## Check your understanding
a) Answer these questions using the summary on ranibizumab and vision loss:
(i) Which two trials supplied the data?
(ii) Which three lesion features were not associated with vision loss?
(iii) What types of agents under development for dry AMD do the authors name?
b) In the summary on ranibizumab and vision loss, rewrite the paragraph beginning "They found that the lesion characteristics" as a short list of its main findings.
c) From the summary on ranibizumab and vision loss, reproduce everything from "As with other" down to "better overall outcomes.", word for word.

## Document segment
════
Skip to main content
  • Retina/Vitreous

    Using data from the ANCHOR and MARINA trials, researchers retrospectively evaluated the characteristics of patients who lost ≥15 letters of visual acuity after two years of monthly ranibizumab therapy for wet AMD compared with those who gained ≥15 letters of visual acuity.

    They found that the lesion characteristics most closely associated with vision loss included features more commonly associated with suppressed choroidal neovascularization, such as pigmentary abnormalities, atrophic scar, and CNV in the absence of leakage. An increased area of RPE abnormality and increased total lesion area were also associated with vision loss, while leakage, hemorrhage, and fibrosis were not.

    As with other therapies for neovascular AMD, this retrospective review also identified several baseline characteristics that have been associated with the risk of vision loss, such as the patient's age and the size of the neovascular lesion. The authors believe these characteristics probably serve as surrogate markers for disease severity or chronicity and support the current recommendation that lesions should be treated as early as possible to ensure better overall outcomes.

    Better vision at baseline was another characteristic associated with a greater likelihood of vision loss. One explanation for this association, the authors say, is that patients with good vision at baseline might have a difficult time improving three lines of visual acuity compared with the greater likelihood of losing three lines of visual acuity. The opposite is likely true for patients with poor vision at baseline.

    The authors conclude that in the future, patients undergoing anti-VEGF therapy might benefit from new therapies currently under development for dry AMD that promote photoreceptor and retinal pigment epithelium survival, such as neuroprotective, anti-inflammatory, and visual cycle modulating agents, rather than additional therapies that specifically target CNV.
════
## Data records

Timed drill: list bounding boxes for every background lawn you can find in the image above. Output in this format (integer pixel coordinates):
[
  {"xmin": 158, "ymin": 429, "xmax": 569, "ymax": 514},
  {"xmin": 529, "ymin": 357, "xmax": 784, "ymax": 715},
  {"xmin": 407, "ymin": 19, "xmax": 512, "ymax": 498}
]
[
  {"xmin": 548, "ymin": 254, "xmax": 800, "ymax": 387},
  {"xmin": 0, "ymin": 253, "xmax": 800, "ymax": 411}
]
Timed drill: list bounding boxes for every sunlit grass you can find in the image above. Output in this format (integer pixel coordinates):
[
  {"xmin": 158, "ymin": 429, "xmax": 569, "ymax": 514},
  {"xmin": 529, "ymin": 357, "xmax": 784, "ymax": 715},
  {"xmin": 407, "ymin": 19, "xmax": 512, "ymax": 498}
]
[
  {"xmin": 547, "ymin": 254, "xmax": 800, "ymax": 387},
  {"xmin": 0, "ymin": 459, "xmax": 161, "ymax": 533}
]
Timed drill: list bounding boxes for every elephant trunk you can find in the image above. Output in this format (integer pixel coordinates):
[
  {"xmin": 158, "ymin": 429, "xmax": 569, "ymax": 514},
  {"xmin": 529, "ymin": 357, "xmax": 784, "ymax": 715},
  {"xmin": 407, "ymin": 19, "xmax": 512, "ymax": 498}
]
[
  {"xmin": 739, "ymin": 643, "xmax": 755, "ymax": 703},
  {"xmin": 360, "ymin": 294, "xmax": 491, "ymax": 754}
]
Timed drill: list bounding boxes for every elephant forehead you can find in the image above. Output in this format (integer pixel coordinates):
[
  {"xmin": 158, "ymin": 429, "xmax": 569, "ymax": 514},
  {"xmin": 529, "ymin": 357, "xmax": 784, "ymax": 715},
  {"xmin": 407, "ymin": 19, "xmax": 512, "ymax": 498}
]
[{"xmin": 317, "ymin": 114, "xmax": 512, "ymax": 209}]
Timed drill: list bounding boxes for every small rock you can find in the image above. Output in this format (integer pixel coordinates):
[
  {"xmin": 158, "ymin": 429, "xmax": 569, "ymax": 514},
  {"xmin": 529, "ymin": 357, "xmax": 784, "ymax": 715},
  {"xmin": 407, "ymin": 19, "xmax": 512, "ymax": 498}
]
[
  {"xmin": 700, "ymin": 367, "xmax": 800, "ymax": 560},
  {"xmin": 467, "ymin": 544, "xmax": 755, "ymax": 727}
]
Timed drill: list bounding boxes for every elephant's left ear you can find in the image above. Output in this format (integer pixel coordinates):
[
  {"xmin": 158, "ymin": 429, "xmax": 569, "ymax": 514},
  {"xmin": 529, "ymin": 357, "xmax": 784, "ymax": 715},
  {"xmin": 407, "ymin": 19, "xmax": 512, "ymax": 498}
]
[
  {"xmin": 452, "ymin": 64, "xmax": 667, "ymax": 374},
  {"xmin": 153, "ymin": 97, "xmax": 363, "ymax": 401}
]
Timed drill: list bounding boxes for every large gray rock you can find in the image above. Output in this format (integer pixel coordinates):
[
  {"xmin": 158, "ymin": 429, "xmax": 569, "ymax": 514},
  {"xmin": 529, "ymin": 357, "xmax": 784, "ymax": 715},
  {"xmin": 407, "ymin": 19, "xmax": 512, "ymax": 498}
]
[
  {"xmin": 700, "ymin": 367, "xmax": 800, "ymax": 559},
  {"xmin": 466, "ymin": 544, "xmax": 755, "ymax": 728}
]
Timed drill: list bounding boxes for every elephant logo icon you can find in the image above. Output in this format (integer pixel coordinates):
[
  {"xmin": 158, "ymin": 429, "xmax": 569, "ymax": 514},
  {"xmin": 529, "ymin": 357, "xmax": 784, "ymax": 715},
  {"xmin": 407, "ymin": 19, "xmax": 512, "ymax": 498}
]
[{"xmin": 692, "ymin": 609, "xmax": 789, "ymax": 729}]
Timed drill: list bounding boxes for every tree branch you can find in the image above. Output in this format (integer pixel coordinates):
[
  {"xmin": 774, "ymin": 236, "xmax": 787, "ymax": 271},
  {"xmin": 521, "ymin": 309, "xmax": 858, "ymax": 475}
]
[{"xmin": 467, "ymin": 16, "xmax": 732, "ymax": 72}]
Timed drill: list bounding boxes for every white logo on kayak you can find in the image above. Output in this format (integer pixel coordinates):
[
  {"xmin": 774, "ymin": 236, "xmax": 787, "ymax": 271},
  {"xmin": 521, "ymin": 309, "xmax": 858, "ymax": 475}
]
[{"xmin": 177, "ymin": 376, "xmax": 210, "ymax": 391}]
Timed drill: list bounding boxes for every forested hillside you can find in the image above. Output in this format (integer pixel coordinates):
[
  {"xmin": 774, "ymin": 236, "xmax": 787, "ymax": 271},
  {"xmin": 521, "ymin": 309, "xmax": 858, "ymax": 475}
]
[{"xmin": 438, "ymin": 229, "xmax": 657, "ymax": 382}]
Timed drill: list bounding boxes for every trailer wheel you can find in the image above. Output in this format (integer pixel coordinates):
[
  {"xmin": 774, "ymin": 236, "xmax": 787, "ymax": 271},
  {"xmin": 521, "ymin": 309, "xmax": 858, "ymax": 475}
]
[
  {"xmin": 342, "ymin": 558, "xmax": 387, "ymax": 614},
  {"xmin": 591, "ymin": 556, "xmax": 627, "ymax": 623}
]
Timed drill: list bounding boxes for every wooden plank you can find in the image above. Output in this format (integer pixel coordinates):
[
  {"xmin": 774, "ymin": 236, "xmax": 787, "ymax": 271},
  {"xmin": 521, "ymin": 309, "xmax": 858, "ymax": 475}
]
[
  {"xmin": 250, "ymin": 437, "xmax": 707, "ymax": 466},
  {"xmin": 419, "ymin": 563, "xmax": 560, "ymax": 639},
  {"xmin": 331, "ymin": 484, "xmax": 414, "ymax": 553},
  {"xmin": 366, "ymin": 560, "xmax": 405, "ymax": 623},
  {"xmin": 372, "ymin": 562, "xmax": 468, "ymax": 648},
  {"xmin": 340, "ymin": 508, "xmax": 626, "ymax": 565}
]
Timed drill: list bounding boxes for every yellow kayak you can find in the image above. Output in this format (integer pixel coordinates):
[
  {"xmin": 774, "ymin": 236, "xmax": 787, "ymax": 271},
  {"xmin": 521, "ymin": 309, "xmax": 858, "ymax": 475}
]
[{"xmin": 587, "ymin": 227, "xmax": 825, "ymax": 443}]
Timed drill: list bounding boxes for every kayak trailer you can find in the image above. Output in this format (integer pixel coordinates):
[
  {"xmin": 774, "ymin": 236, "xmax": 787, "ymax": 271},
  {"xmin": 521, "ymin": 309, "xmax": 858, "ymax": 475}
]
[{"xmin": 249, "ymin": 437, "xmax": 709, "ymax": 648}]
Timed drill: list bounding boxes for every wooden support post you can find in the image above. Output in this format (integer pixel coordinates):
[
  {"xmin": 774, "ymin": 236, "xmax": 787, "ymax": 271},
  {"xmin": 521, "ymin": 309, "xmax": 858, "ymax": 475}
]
════
## Responses per task
a)
(i) ANCHOR and MARINA
(ii) Leakage, hemorrhage, and fibrosis
(iii) Neuroprotective, anti-inflammatory, and visual cycle modulating agents

b)
- Features more commonly linked to suppressed choroidal neovascularization were most closely associated with vision loss: pigmentary abnormalities, atrophic scar, and CNV without leakage.
- An increased area of RPE abnormality was also associated with vision loss.
- Increased total lesion area was also associated with vision loss.
- Leakage, hemorrhage, and fibrosis were not associated with vision loss.

c)
As with other therapies for neovascular AMD, this retrospective review also identified several baseline characteristics that have been associated with the risk of vision loss, such as the patient's age and the size of the neovascular lesion. The authors believe these characteristics probably serve as surrogate markers for disease severity or chronicity and support the current recommendation that lesions should be treated as early as possible to ensure better overall outcomes.